Direction:
Pull out every line in the records below that contains the word "beard" and copy each one in full. Case counts when matching.

Start Dataset

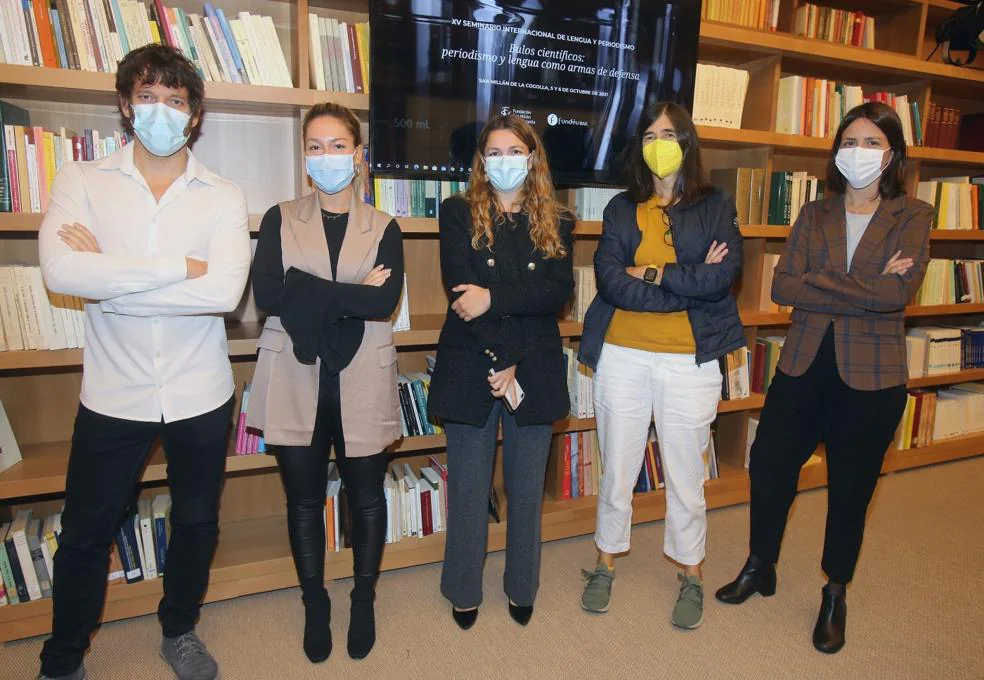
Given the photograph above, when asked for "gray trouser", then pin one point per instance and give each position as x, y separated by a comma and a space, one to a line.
471, 454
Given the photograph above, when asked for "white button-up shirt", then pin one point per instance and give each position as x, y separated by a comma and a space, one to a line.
155, 342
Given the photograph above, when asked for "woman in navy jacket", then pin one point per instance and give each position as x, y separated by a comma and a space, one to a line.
669, 253
506, 249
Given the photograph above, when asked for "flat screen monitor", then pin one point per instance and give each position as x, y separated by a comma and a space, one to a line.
579, 71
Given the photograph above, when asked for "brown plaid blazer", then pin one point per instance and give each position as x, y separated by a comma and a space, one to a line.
866, 307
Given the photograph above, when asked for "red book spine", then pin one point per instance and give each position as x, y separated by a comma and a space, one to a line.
14, 180
582, 465
425, 513
567, 467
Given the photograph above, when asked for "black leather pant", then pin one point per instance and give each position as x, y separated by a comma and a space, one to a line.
305, 474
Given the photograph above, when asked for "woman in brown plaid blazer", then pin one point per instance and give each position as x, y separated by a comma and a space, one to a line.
851, 264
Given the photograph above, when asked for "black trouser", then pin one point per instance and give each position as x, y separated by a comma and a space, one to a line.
108, 455
856, 426
305, 474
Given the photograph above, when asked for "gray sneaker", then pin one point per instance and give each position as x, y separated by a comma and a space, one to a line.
188, 658
689, 609
78, 674
598, 589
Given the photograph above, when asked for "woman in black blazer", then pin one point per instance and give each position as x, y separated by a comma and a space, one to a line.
506, 249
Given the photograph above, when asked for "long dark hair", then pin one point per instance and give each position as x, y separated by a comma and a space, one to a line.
892, 184
691, 182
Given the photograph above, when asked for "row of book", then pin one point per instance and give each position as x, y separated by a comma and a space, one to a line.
747, 186
950, 282
416, 504
414, 388
950, 128
736, 374
248, 440
932, 416
789, 192
28, 547
413, 197
938, 350
31, 317
589, 203
958, 201
760, 14
574, 468
338, 54
719, 96
815, 107
31, 156
585, 289
844, 27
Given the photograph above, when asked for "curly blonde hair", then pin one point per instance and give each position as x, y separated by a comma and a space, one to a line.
538, 200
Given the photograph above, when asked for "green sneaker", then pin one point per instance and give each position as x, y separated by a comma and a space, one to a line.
689, 609
598, 589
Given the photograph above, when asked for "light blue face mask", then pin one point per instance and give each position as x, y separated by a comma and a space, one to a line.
507, 173
331, 172
160, 128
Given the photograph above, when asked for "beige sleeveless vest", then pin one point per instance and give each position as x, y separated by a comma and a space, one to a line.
284, 397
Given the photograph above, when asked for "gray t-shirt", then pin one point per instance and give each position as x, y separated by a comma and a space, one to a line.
856, 226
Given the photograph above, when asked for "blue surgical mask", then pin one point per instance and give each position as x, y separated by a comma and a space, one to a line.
507, 173
331, 172
160, 128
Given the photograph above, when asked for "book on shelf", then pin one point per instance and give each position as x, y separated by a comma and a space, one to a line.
943, 125
580, 385
765, 358
815, 107
248, 440
736, 372
338, 54
574, 466
839, 26
413, 389
789, 192
949, 282
747, 187
958, 202
719, 96
585, 290
931, 416
413, 197
760, 14
589, 203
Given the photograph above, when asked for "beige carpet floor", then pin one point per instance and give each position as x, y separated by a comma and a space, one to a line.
915, 609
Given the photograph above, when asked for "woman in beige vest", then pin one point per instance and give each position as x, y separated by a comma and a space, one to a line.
329, 270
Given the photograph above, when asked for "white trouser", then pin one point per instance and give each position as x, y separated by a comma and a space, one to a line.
631, 387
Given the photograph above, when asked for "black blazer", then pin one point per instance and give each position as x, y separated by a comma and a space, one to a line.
528, 291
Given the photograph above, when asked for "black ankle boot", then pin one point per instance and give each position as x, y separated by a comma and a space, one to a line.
828, 635
317, 625
362, 626
755, 577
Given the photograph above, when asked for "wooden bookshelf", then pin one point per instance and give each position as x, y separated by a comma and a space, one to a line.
39, 388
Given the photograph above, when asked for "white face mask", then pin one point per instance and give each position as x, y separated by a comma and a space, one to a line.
860, 166
507, 173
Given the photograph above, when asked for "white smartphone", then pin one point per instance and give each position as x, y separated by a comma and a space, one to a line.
514, 397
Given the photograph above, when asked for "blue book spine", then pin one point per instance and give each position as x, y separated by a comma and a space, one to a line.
160, 542
114, 6
59, 41
231, 39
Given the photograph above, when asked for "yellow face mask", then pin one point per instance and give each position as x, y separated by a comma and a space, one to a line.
663, 156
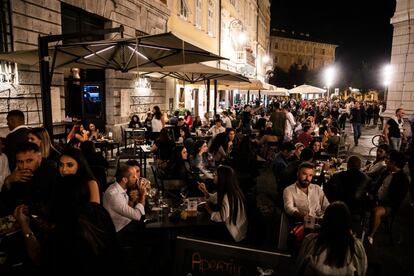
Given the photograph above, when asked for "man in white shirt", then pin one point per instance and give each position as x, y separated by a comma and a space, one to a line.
125, 210
226, 120
303, 198
217, 128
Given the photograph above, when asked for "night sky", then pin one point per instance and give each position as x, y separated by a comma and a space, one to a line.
360, 28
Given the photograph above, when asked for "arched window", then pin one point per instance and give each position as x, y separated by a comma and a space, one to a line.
210, 18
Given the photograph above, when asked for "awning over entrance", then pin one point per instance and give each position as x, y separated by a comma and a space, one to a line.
306, 89
195, 72
253, 85
121, 54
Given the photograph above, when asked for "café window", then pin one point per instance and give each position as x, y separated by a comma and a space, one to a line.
210, 19
183, 10
198, 13
8, 70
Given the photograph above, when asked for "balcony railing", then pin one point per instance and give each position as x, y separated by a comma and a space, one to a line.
245, 57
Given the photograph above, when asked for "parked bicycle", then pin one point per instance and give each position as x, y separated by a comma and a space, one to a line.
376, 140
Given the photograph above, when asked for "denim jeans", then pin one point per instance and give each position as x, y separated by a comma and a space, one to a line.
357, 132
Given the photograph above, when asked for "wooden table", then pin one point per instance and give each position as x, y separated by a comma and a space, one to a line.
105, 145
131, 132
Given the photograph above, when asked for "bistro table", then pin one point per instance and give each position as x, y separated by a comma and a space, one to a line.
158, 217
131, 132
104, 145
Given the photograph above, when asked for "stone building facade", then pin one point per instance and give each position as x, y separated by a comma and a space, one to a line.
401, 88
288, 48
27, 19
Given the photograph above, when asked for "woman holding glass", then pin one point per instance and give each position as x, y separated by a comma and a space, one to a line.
201, 160
230, 204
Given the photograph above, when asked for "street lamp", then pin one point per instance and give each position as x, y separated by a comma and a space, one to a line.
387, 72
329, 76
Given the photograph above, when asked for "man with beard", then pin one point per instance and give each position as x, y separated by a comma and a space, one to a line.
32, 182
303, 198
126, 210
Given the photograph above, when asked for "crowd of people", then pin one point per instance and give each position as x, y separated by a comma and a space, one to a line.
71, 218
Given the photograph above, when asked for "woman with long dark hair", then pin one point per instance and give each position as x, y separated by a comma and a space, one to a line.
229, 202
77, 135
335, 250
217, 148
200, 159
157, 122
72, 162
135, 122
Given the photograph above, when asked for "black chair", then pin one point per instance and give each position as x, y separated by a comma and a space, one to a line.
100, 174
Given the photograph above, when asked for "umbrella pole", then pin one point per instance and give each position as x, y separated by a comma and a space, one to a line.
208, 95
215, 97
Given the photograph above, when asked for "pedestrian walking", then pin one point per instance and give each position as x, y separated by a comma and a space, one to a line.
356, 120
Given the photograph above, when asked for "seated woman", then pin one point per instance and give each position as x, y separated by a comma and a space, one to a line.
231, 143
184, 134
40, 137
81, 239
196, 124
179, 169
333, 251
163, 146
217, 148
93, 132
230, 204
201, 161
392, 191
316, 147
72, 162
135, 122
77, 135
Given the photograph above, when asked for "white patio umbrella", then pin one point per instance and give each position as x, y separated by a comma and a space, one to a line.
306, 89
277, 91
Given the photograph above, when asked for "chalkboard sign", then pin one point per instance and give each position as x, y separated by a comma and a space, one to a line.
201, 257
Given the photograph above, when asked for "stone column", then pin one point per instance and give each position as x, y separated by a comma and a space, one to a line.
401, 88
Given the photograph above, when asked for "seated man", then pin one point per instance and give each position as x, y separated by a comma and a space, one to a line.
31, 183
376, 168
125, 210
303, 198
392, 191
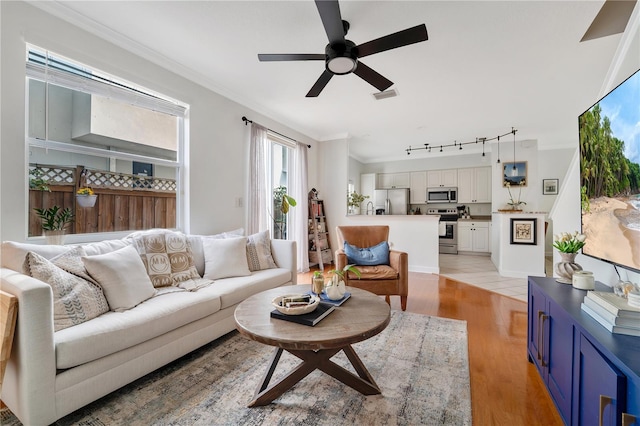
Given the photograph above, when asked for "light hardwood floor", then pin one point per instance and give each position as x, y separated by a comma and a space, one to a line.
505, 388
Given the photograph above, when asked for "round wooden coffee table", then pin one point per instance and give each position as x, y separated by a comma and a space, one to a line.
362, 316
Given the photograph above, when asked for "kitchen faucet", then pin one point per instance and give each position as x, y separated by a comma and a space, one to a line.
367, 212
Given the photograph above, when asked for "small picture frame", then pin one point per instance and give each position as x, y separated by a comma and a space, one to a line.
514, 174
524, 231
549, 186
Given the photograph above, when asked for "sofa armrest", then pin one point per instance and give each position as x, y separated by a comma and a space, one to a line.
28, 388
285, 255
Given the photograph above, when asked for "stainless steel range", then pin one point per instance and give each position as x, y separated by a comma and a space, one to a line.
447, 229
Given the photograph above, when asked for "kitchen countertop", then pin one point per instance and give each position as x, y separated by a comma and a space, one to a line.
476, 219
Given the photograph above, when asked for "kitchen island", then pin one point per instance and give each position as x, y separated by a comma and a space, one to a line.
417, 235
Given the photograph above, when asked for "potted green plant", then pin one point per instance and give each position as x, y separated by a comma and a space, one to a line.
354, 200
85, 197
54, 220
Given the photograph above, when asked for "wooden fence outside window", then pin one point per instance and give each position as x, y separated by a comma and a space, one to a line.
125, 202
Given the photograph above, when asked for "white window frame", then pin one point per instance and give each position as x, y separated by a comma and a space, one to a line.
119, 89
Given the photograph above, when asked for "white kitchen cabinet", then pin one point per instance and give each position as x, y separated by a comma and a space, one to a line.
367, 188
474, 185
393, 180
442, 178
473, 236
418, 188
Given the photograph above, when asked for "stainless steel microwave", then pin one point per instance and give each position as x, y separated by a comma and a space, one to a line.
442, 195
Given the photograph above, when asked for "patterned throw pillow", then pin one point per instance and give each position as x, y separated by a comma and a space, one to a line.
166, 255
367, 256
259, 252
75, 300
71, 261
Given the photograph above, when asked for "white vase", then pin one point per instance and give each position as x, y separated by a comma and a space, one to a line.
335, 290
566, 268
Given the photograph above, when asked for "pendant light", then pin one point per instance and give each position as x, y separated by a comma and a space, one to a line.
514, 171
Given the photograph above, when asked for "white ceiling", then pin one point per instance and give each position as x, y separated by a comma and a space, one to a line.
487, 66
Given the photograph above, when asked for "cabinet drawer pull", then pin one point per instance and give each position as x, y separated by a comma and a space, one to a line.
538, 339
544, 318
604, 401
628, 419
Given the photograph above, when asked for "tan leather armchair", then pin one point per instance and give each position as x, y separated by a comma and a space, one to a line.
386, 280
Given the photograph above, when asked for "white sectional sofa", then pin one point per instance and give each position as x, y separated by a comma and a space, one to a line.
53, 373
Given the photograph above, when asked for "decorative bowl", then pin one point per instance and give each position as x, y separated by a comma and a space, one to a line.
296, 310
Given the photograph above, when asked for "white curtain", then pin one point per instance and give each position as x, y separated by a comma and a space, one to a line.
299, 215
258, 217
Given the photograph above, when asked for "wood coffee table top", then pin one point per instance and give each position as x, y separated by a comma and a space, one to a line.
362, 316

End Dataset

Exercise solution:
Given the photograph above, when asked for "man with beard", then pin one point per instance and give each position as x, y separated by a comma and a space, one to a line.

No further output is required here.